§ WORK REQUIRED:
Output should begin at the line holding "Q: report a point for each instance of the hilltop" and end at the last line of the entries; print those lines verbatim and no others.

Data items:
※
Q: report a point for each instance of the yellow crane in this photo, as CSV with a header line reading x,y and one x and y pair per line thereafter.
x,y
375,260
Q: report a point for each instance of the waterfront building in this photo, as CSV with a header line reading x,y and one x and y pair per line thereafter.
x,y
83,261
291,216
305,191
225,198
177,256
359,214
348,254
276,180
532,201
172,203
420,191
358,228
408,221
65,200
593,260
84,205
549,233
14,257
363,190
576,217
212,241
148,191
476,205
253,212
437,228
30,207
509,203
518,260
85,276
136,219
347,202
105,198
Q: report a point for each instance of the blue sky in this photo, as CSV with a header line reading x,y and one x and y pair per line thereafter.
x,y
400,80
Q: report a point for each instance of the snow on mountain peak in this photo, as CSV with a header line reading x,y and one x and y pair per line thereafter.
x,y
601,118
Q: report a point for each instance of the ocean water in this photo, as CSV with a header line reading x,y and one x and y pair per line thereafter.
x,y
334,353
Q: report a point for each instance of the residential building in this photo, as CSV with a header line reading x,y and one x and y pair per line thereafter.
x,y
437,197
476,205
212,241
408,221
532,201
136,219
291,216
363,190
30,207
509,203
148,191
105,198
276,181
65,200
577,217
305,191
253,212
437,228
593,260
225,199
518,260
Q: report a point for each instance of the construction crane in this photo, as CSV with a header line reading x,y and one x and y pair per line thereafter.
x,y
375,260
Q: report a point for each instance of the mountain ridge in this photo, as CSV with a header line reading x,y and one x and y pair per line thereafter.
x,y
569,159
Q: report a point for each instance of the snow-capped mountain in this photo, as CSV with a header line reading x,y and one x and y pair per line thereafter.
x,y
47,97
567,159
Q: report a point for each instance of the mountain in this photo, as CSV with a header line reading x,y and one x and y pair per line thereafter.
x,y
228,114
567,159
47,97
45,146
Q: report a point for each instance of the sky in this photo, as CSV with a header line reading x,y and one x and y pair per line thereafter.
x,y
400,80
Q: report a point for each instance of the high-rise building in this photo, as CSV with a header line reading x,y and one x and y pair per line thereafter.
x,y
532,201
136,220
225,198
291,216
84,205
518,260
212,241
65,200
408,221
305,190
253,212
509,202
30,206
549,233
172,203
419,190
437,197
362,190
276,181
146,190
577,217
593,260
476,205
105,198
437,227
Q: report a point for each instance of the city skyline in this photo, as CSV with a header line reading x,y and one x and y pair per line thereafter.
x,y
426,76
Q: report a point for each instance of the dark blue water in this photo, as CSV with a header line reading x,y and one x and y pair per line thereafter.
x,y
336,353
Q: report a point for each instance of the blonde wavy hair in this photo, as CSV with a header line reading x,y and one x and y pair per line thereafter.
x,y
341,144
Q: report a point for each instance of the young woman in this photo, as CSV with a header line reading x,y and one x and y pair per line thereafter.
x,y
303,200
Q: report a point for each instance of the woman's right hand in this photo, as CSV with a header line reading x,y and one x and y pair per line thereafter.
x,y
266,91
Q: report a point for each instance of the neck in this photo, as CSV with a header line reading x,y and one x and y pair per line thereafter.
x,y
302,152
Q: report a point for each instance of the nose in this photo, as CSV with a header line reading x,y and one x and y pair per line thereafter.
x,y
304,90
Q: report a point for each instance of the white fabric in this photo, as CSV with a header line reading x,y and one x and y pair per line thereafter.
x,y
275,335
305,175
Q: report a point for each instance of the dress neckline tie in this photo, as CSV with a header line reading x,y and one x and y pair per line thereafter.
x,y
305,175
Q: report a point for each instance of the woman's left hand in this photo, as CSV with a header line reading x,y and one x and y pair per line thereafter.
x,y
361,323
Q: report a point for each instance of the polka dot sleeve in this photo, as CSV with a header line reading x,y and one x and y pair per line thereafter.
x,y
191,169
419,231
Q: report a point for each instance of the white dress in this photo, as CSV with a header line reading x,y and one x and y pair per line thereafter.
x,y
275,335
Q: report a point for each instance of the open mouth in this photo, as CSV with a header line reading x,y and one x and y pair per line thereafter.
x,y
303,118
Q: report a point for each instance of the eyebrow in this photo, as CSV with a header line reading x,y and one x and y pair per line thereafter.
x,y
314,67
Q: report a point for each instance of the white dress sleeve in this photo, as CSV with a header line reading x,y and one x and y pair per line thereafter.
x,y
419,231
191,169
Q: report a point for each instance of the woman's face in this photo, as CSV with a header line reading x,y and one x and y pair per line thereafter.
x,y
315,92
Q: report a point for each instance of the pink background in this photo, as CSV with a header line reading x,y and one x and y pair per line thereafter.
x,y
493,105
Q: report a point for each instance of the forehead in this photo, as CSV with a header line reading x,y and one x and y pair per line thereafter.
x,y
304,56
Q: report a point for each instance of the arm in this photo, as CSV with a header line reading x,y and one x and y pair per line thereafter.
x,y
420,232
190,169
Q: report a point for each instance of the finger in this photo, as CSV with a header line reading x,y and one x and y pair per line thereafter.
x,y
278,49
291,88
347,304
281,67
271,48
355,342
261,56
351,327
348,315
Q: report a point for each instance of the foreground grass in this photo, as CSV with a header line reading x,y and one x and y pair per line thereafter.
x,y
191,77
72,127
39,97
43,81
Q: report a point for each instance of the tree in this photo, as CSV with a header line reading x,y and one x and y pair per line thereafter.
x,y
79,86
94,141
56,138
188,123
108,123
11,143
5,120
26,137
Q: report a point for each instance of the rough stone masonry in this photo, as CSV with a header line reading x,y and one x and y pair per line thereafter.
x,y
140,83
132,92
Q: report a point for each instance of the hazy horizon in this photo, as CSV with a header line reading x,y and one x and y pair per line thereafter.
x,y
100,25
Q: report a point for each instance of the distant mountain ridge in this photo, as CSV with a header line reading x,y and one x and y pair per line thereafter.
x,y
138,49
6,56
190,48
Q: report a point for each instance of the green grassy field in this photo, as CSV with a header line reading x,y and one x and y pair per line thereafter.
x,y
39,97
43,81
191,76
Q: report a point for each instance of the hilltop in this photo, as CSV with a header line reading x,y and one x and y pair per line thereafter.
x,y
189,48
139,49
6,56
※
§ PROBLEM SOLUTION:
Q: report a point for each instance of the hilltop in this photo, as CSV with a header line reading x,y and one x and y pair per line thereafter.
x,y
189,48
139,49
6,56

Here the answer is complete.